Take the entries below and retype them exactly.
###
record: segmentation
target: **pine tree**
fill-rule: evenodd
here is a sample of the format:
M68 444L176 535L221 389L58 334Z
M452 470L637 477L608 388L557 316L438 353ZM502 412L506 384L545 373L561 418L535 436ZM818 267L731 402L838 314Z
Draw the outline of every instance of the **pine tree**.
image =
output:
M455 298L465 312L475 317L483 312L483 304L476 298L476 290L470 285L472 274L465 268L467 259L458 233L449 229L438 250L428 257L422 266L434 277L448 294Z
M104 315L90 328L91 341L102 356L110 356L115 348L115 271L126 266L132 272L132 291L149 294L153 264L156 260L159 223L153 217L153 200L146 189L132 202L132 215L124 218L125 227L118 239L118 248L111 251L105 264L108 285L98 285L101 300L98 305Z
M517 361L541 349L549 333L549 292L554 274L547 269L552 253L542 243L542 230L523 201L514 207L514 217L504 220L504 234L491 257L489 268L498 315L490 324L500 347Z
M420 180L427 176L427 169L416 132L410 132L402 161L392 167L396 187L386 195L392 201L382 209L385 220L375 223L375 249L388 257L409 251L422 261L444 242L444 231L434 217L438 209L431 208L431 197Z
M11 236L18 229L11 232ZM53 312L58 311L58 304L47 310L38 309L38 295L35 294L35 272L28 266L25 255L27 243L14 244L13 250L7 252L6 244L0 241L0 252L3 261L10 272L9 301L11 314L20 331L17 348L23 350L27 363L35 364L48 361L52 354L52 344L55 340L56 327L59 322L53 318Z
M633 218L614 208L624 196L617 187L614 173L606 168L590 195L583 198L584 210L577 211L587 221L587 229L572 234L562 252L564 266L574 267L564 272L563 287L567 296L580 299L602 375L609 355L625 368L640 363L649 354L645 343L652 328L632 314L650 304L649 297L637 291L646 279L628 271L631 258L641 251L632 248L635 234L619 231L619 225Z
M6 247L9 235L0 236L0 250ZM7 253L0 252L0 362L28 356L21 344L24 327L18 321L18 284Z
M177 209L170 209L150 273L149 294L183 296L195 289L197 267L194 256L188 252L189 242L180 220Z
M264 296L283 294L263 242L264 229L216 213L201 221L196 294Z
###
— COMPLETED EXERCISE —
record: segmentation
target: **pine tree**
fill-rule: evenodd
here is a sample of the format:
M68 444L176 535L221 389L58 334Z
M452 470L637 477L608 388L557 316L438 353ZM502 412L506 384L545 373L561 418L535 436ZM818 267L731 402L838 314Z
Draw the outline of every instance of the **pine tree**.
image =
output:
M455 298L465 312L475 317L483 312L483 304L476 298L476 290L470 285L472 274L465 268L467 259L458 233L449 229L438 250L428 257L422 266L434 277L448 294Z
M104 315L90 328L91 341L102 356L110 356L115 348L115 271L126 266L132 272L132 291L149 294L153 264L156 260L159 223L153 217L153 200L146 189L132 202L132 215L124 218L125 227L118 239L118 248L111 251L105 264L108 285L98 285L101 300L98 305Z
M517 361L541 349L549 333L549 292L554 274L547 269L552 253L542 243L542 230L523 201L514 207L514 217L504 220L504 234L491 257L489 268L498 315L490 324L500 347Z
M420 180L427 176L427 169L416 132L410 132L402 161L392 167L396 187L386 195L392 201L382 209L385 220L375 223L375 249L388 257L409 251L422 261L444 242L444 231L434 217L438 209L431 208L431 197Z
M11 236L18 229L11 232ZM53 312L58 311L58 304L47 310L38 309L38 295L35 294L35 272L28 266L25 255L27 243L14 244L13 250L7 252L6 244L0 241L0 252L3 261L10 272L9 301L11 314L20 331L17 348L23 350L27 363L35 364L48 361L52 354L52 344L55 340L56 327L59 322L53 318Z
M633 218L614 208L624 196L617 187L614 173L606 168L590 195L583 198L584 210L577 211L587 221L587 229L572 234L562 252L564 266L574 267L564 272L563 287L567 296L580 299L602 375L609 355L625 368L640 363L649 354L645 343L652 328L632 314L650 304L649 297L637 291L646 279L628 271L631 258L641 251L632 248L635 234L619 231L619 225Z
M6 247L9 235L0 236L0 250ZM7 253L0 252L0 362L28 356L21 344L24 327L18 321L18 284Z
M177 209L170 209L150 273L149 294L183 296L195 289L197 267L194 256L188 252L189 242L180 220Z
M264 296L283 294L263 242L264 229L216 213L201 221L196 294Z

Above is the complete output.